Excerpt to read =
++++++

And this is fine: the statistician is free to do whatever he wants. The model can be made predictive assuming the parameter is 0 or non-zero. But in no way can the statistician assert that no changes in cause occurred, because of course they did. Causal changes also occurred between 1993-2000 to 2001-2014, and the statistician is free to accept the non-zero value of the parameter. In both cases, the statistician has no idea what happened to the causes, except that they changed.
Result? Probability models cannot ascertain cause, nor changes in cause. If causes were known, then probability models aren’t needed. Probability models cannot ascribe proportional cause, either. If we added terms to the regression, all the model would tell us is if the term changed in such-and-such a way, the uncertainty in X goes up or down or whatever.
To understand cause, we must look outside the data and try and understand the essence and powers of those factors related to X. Finding cause is brutal hard work.

++++++

Coordinate annotation records:
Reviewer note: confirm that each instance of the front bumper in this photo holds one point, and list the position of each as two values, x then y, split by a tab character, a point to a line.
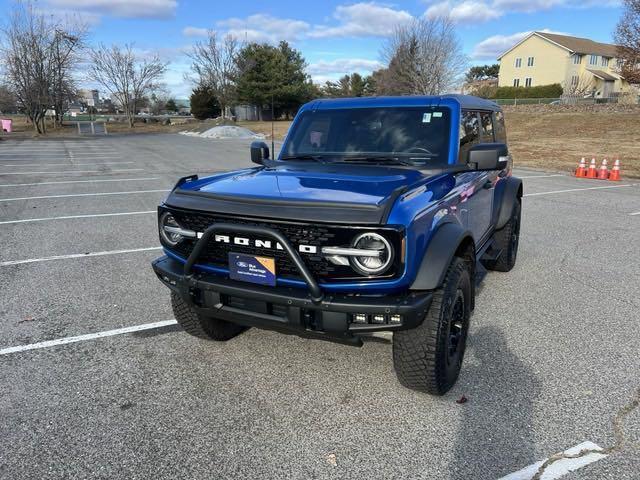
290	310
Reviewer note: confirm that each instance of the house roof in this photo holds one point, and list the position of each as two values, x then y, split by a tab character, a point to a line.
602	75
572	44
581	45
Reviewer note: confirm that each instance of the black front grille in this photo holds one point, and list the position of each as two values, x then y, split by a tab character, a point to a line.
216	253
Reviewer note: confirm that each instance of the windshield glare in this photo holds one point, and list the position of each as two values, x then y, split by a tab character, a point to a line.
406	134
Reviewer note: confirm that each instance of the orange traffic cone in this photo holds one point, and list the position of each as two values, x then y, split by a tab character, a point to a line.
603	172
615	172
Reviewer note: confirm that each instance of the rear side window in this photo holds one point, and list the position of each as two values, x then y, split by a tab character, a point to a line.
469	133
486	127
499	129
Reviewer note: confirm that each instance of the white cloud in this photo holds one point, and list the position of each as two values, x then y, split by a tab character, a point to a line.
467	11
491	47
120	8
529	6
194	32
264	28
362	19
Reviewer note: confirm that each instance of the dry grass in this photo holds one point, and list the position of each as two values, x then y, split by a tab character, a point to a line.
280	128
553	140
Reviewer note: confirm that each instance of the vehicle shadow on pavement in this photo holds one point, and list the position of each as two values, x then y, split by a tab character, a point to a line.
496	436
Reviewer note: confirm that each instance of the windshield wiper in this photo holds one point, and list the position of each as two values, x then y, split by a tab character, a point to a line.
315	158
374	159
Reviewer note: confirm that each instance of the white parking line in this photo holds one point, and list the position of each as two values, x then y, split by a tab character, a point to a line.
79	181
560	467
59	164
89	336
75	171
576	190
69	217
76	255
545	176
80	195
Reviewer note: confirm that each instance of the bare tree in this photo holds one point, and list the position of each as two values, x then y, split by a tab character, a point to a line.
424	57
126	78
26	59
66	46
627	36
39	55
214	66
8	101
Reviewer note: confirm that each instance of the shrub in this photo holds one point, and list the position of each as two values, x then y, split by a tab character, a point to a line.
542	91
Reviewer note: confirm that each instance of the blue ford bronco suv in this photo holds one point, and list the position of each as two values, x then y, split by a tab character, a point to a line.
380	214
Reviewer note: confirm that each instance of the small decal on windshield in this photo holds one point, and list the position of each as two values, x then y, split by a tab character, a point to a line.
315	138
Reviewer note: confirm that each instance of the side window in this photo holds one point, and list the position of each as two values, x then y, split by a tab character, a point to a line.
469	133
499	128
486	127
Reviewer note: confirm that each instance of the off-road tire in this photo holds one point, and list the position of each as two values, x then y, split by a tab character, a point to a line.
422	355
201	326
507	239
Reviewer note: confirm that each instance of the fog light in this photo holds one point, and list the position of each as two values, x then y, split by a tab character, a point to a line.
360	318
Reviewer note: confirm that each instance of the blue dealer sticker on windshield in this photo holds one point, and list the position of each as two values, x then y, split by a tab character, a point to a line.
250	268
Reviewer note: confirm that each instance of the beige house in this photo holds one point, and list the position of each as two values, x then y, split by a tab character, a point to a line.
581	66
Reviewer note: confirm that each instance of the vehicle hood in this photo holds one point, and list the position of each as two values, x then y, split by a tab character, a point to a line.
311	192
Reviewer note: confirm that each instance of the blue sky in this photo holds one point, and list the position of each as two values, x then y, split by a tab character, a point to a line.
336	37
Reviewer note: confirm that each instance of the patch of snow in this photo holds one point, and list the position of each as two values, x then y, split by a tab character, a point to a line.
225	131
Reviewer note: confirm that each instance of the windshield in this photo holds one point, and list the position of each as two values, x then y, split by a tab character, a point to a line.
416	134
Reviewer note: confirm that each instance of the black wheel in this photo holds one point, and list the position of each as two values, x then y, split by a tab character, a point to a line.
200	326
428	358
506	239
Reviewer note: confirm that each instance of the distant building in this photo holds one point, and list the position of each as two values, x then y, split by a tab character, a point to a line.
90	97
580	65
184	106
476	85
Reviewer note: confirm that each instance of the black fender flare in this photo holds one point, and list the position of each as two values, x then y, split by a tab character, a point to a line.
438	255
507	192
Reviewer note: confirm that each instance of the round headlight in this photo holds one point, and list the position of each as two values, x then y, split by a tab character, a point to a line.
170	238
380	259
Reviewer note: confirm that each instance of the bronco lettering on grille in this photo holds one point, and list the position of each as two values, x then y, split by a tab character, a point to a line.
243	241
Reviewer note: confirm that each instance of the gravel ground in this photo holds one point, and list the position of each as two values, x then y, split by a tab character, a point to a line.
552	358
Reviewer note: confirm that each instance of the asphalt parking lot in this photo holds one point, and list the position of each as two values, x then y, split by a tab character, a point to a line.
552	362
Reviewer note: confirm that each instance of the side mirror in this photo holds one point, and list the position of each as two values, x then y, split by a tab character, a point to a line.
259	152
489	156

++++++

Task goal = According to the excerpt on probability models and cause, what three things are probability models unable to do? The material has no role in this.

Full answer =
- Ascertain cause
- Ascertain changes in cause
- Ascribe proportional cause